##### Text section #####

# Drilled directly through the middle!



## Mountain Electrician (Jan 22, 2007)

Looks like someone did that on purpose. Wonder what the fault current would have been if he went phase to neutral? My guess is it would have made an impressive arc.


----------



## JohnJ0906 (Jan 22, 2007)

I doubt it was drilled on purpose. It looks like it was drilled from the inside outward, from the way the plastic around the holes is. Not smart.


----------



## Mountain Electrician (Jan 22, 2007)

Maybe not, but even the backside of the riser looks the same as the front. Maybe they used a knife to gouge a hole and then fished the phone wire through. ( I know I'm reaching, but I keep trying to come up with some senario that doesn't have these idots nearly killing themselves and never even knowing it.)


----------



## JohnJ0906 (Jan 22, 2007)

I'm going with the "Lucky Idiot" scenario!


----------



## MDShunk (Jan 7, 2007)

I know of two Comcast installers that drilled through the wall of the home, from the basement and went right through the meter's load side SE cable. I know this, because I'm the guy that had to fix it. Another incident was a propane installer, who was putting in a little propane line from a little tank outdoors to serve a new set of fake fireplace logs. He drilled from the outdoors, through the brick veneer and the wooden band board, and right into a bundle that contained most of the home runs. Wound a few of them up real good. If he'd have stopped, it would have been not as bad. He thought the drill was stuck on something, and kept ramming the drill in and out, running it the whole time. What a mess. That took the best part of a day to fix up. Luckily for him and the homeowner, it was an unfinished basement.

##### Data entries #####

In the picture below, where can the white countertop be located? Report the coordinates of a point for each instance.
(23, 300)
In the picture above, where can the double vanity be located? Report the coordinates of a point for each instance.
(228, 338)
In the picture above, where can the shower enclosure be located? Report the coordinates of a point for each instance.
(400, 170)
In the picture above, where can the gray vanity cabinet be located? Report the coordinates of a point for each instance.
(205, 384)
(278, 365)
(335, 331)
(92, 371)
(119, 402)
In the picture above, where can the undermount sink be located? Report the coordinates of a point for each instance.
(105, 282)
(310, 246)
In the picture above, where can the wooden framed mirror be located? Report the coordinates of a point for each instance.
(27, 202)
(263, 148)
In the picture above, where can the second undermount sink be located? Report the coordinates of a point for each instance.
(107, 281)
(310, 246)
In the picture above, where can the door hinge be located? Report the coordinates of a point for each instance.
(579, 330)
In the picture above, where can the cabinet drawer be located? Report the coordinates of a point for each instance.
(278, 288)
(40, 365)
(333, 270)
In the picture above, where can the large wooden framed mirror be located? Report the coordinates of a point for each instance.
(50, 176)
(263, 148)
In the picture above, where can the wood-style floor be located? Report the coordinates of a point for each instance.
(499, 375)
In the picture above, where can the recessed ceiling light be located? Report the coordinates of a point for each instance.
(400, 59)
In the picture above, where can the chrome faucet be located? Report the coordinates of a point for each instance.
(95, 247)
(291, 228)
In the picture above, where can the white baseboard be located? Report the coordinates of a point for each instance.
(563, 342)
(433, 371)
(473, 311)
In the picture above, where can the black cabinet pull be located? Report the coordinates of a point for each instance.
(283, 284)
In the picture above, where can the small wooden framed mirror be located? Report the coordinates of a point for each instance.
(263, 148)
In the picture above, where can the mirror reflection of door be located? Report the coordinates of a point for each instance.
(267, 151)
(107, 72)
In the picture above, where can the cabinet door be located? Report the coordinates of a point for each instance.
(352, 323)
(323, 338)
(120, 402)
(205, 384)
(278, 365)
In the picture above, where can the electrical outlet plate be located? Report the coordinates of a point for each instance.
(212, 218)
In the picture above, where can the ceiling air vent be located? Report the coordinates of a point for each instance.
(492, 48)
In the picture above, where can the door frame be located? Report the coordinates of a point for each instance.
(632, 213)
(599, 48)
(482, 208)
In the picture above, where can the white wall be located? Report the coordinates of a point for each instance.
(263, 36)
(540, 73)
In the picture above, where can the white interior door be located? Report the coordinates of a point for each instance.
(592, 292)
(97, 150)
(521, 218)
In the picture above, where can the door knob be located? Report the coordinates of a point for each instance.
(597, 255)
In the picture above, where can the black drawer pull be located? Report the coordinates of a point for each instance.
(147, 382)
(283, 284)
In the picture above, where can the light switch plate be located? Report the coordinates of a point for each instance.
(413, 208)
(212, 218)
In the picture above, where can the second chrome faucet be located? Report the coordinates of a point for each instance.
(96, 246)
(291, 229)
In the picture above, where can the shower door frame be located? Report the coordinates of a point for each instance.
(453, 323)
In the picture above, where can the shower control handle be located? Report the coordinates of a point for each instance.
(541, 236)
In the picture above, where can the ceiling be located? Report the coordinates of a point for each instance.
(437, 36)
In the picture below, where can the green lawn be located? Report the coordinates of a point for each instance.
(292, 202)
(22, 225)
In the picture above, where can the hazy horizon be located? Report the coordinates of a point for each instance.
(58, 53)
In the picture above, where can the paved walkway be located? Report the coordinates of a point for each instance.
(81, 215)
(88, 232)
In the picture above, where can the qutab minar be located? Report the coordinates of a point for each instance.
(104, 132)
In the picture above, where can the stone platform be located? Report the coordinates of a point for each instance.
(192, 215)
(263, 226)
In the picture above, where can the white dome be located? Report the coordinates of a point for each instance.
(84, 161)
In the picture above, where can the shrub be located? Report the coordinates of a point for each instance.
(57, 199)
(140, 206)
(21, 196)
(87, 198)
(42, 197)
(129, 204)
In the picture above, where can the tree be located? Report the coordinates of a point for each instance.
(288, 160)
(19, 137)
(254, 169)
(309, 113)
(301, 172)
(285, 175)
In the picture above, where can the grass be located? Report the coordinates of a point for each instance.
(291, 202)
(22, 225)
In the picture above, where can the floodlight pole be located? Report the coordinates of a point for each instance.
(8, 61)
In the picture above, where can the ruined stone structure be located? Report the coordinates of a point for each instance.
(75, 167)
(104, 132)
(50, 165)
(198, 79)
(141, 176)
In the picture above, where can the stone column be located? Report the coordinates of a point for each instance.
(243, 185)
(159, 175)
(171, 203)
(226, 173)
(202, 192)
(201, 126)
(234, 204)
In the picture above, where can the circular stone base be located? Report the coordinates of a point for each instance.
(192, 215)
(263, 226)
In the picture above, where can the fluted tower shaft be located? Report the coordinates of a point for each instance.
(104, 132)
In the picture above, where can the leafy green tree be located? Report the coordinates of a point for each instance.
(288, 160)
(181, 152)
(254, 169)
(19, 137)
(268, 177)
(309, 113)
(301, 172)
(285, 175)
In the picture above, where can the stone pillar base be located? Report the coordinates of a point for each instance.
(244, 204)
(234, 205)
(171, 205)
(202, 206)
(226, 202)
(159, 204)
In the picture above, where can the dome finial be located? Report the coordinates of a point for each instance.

#####

▶ Given instruction 1
Answer these questions about the drilling thread:
(a) In which direction does JohnJ0906 say the hole appears to have been drilled?
(b) Which scenario does JohnJ0906 say he is going with?
(c) How long did MDShunk say it took to fix the damage from the propane installer's drilling?
▶ Given instruction 2
Proceed with the drilling thread, writing on from its final sentence.
The rows are not needed for anything here.

▶ Output 1
(a) From the inside outward.
(b) The "Lucky Idiot" scenario.
(c) The best part of a day.

▶ Output 2
----------



## Mountain Electrician (Jan 22, 2007)

JohnJ0906 said:


> I'm going with the "Lucky Idiot" scenario!


I'm sure you're right.


----------



## brian john (Mar 11, 2007)

An apprentice I had, was working for another company (THANK GOODNESS) when he drilled with a 1/4"X18" pilot bit though he was going into the floor under the piano, went up the leg of a $25,000.00 Baby Grand (this was in the 70's). He says it was not noticeable, he moved over 36" and installed the floor box.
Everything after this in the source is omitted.